== Excerpted passage ==
►

Meanwhile, the enemy commander was waiting outside for a one-on-one fight with the fortress pahlevan (hero). If the fortress pahlevan were to win the fight, the enemy’s army would retreat, but, if the enemy commander were to win, the fortress would be destroyed and the surviving inhabitants would be enslaved.

The fortress gate opened, and the enemy commander saw the fortress’s pahlevan was coming to fight. A heavy battle began. In one of the god-blessed moments that ensued, the fortress pahlevan unhorsed the enemy and put a sword directly at his neck. The enemy screamed, “Oh, you win! Who are you? Take your helmet off. I want to see your face, Pahlevan!” She took off the helmet and he saw that the fortress pahlevan was a beautiful girl with long, fire-colored hair. He exclaimed, “Oh, you are a girl! You are a brave and beautiful girl! If the girls of Baku are so brave, I will never capture your fortress! Do not kill me, beauty!”

He fell in love with her because of her beauty and bravery and asked her to marry him. Of course, the girl did not kill him, fell in love with him because of his open heart.

Ultimately, the enemy did not capture Baku and the local people named a tower as the Maiden tower.[23]

A Second Version of the Maiden Savior


Long ago, the fortress city of Bade-Qube (Baku) was besieged by the enemy. Bade-Qube had three rows of defense walls, but they had all been encircled by the enemy.

After the siege had gone on for ninety days, the rulers knew they must act. Inside the fortress close to the sea, there was a high and black steaming tower temple in which old rituals were performed to save the Holy Fire. The temple’s principal magus, Egirwand, performed old fire rituals, proclaiming to the fire worshipers: “Tomorrow, the Shah will be killed by the unknown and virginal power.” The temple door suddenly opened and a virgin girl with flaming hair came out. She was illuminated by the temple’s holy fire and held a flaming sword in her hands. Covered by the flame, she exited the temple and stood by the principal Magus. The Magus said, “You must save the holy city, a capital of eternal fires, and save the Tower that created you.”

Thus, the moonface flaming girl looked for the last time on the temple-tower and went into battle with general Nureddin and his troops. She kept her promise and saved her countrymen, but she fell in love with the enemy general, whom she had killed. She thus decided to kill herself, stabbing her own shoulder with her sword and giving her soul to the Holy Fire Tower. After she killed herself, the Khazri and Gilavar winds blew strongly for seven days. Since then, the temple fires have stopped burning, and the temple was named the Maiden Tower (Qiz Qalasi) after the holy virgin girl savior. [24]

The legend of why Baku tower's fires stopped burning


Once upon a time, an enemy besieged the fortress of Baku. However, the people of Baku refused to surrender and decided to fight on and defend their lives. They fought with great bravery, but the situation inside the fortress grew increasingly desperate. The enemy launched a tight siege to subdue the defenders by cutting water supply.

◄

== Dataset excerpts ==
►

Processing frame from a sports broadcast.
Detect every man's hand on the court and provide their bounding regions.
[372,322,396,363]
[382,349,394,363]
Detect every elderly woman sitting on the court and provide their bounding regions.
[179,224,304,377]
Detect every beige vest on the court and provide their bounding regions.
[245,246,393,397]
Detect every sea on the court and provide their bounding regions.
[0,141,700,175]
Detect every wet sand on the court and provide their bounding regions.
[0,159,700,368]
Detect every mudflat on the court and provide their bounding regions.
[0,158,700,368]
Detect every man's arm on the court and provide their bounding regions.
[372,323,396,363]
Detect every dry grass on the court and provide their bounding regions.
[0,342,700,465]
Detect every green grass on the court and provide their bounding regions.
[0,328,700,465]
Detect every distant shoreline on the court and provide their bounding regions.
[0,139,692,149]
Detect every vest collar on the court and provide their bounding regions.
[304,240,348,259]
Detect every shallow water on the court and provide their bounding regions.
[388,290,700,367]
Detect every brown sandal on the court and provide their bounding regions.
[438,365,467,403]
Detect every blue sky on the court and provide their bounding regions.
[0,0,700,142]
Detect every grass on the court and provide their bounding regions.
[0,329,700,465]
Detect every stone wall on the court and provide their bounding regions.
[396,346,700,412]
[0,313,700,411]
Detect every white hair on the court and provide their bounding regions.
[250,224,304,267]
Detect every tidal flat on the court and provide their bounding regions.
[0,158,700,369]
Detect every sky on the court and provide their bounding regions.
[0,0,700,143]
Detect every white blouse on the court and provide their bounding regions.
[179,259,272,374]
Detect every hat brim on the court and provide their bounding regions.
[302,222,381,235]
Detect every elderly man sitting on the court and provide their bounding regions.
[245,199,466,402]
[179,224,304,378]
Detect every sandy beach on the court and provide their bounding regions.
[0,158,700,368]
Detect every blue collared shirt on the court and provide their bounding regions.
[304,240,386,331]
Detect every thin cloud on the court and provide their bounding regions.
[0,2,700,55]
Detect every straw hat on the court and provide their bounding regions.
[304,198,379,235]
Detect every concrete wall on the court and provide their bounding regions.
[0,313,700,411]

◄

== What you need to do ==
1. From the Maiden Tower legends, reproduce the passage from "The fortress gate" to "his open heart.".
2. List every word or name in the Maiden Tower legends that is followed by a gloss or alternate name in parentheses, and give the parenthetical beside each.

== Task-by-task outputs ==
1.
The fortress gate opened, and the enemy commander saw the fortress’s pahlevan was coming to fight. A heavy battle began. In one of the god-blessed moments that ensued, the fortress pahlevan unhorsed the enemy and put a sword directly at his neck. The enemy screamed, “Oh, you win! Who are you? Take your helmet off. I want to see your face, Pahlevan!” She took off the helmet and he saw that the fortress pahlevan was a beautiful girl with long, fire-colored hair. He exclaimed, “Oh, you are a girl! You are a brave and beautiful girl! If the girls of Baku are so brave, I will never capture your fortress! Do not kill me, beauty!”

He fell in love with her because of her beauty and bravery and asked her to marry him. Of course, the girl did not kill him, fell in love with him because of his open heart.

2.
- pahlevan: hero
- Bade-Qube: Baku
- Maiden Tower: Qiz Qalasi